▸ **Directions**: Rewrite the lines below as a numbered list, omitting any blank lines.

□ □ □ □ □ □ □

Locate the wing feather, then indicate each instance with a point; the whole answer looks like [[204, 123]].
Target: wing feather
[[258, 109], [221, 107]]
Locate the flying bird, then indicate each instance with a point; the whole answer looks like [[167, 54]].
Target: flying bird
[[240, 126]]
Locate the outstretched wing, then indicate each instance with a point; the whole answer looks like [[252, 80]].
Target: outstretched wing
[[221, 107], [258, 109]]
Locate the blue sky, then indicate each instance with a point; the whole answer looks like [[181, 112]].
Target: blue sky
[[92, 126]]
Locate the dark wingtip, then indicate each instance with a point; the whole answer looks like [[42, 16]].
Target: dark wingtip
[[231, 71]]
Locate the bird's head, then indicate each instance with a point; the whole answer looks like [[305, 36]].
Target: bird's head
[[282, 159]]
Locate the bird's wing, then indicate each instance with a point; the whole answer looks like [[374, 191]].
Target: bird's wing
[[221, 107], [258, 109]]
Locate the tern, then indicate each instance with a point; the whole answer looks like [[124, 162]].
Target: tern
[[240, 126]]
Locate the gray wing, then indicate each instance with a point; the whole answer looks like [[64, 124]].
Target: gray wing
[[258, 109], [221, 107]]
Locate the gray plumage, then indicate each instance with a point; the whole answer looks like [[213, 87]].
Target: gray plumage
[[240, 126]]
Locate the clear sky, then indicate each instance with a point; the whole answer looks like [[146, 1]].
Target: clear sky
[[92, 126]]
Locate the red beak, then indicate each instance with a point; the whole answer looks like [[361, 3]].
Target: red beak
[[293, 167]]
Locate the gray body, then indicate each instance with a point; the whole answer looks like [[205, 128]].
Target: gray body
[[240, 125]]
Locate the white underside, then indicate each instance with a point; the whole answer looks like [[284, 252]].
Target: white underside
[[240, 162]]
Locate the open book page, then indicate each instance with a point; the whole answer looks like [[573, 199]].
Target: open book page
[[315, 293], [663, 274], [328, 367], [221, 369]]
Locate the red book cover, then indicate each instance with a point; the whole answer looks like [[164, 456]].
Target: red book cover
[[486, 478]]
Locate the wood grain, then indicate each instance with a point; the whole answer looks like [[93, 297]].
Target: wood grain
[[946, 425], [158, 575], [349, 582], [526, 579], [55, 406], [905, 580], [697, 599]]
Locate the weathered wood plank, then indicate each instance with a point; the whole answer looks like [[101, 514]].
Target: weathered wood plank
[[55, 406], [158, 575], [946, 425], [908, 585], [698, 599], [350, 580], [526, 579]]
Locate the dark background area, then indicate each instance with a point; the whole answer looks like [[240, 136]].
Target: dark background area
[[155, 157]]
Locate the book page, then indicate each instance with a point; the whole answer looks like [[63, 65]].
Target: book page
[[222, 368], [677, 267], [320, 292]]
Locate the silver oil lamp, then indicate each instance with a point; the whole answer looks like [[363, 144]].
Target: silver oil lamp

□ □ □ □ □ □ □

▸ **Answer to this exercise**:
1. Locate the wing feather, then indicate each instance with a point; the whole answer looks like [[204, 123]].
2. Target: wing feather
3. [[258, 109], [221, 107]]
4. Locate the flying bird, then indicate each instance with a point; the whole answer looks like [[167, 54]].
5. Target: flying bird
6. [[240, 126]]
7. Locate the outstretched wing, then indicate each instance with a point; the whole answer looks like [[252, 80]].
8. Target: outstretched wing
9. [[221, 107], [258, 109]]
10. Locate the blue sky, then indicate each instance with a point; the whole answer looks like [[181, 112]].
11. Target: blue sky
12. [[92, 126]]
13. Locate the dark wingtip, then indicate each instance with a point; the whole answer looks like [[42, 16]].
14. Target: dark wingtip
15. [[231, 71]]
16. Locate the bird's head, then indicate each instance with a point; the whole answer looks like [[305, 36]].
17. Target: bird's head
18. [[282, 159]]
19. Locate the bird's wing, then indicate each instance with a point; the whole answer looks like [[374, 191]].
20. Target: bird's wing
21. [[221, 107], [258, 109]]
22. Locate the tern, then indicate each instance with a point; the whole answer looks like [[124, 162]].
23. Target: tern
24. [[240, 126]]
25. Locate the gray wing, then indicate each instance with a point; the whole answer looks like [[64, 124]].
26. Target: gray wing
27. [[258, 109], [221, 107]]
28. Locate the gray plumage, then indicate each instance with a point; the whole answer looks like [[213, 87]].
29. Target: gray plumage
30. [[240, 126]]
31. Locate the clear sky, then indicate each instance with a point; the whole answer looks like [[146, 1]].
32. Target: clear sky
33. [[92, 126]]
34. Locate the red beak, then indicate each instance with a point; the whole answer looks like [[361, 3]].
35. Target: red beak
36. [[293, 167]]
37. Locate the gray body, then indicate each instance with a point; the whole answer looks like [[205, 128]].
38. Target: gray body
39. [[240, 125]]
40. Locate the white underside, then indicate each instance with a point; the whole answer looks like [[284, 252]].
41. Target: white underside
42. [[240, 162]]
43. Locate the open book page, then indicate each instance with a point; the whole answer looks like [[573, 199]].
44. Target: open book page
45. [[315, 293], [663, 274], [328, 367], [221, 369]]
46. Locate the red book cover, then indicate each instance with a point; the whole answer looks like [[164, 456]].
47. Target: red book cover
48. [[486, 478]]
49. Locate the wood grain, then indicate each instance with a point; the whole answer looks like [[93, 297]].
50. Target: wood grain
51. [[946, 425], [158, 575], [349, 582], [526, 579], [55, 406], [905, 580], [697, 599]]
52. Locate the weathered wood plank, then indicate each instance with a point; the whole answer looks like [[101, 514]].
53. Target: weathered wood plank
54. [[55, 406], [158, 575], [946, 425], [908, 585], [698, 599], [350, 580], [526, 579]]
55. Locate the dark background area, then indicate each instance with a point; the whole answer looks like [[240, 136]].
56. Target: dark background area
57. [[155, 157]]
58. Locate the book page, then indicate each instance with a point; the whole answer looks like [[63, 65]].
59. Target: book page
60. [[222, 368], [677, 267], [320, 292]]
61. Locate the silver oil lamp, then indicate each instance with a point; the whole answer looks like [[363, 144]].
62. Target: silver oil lamp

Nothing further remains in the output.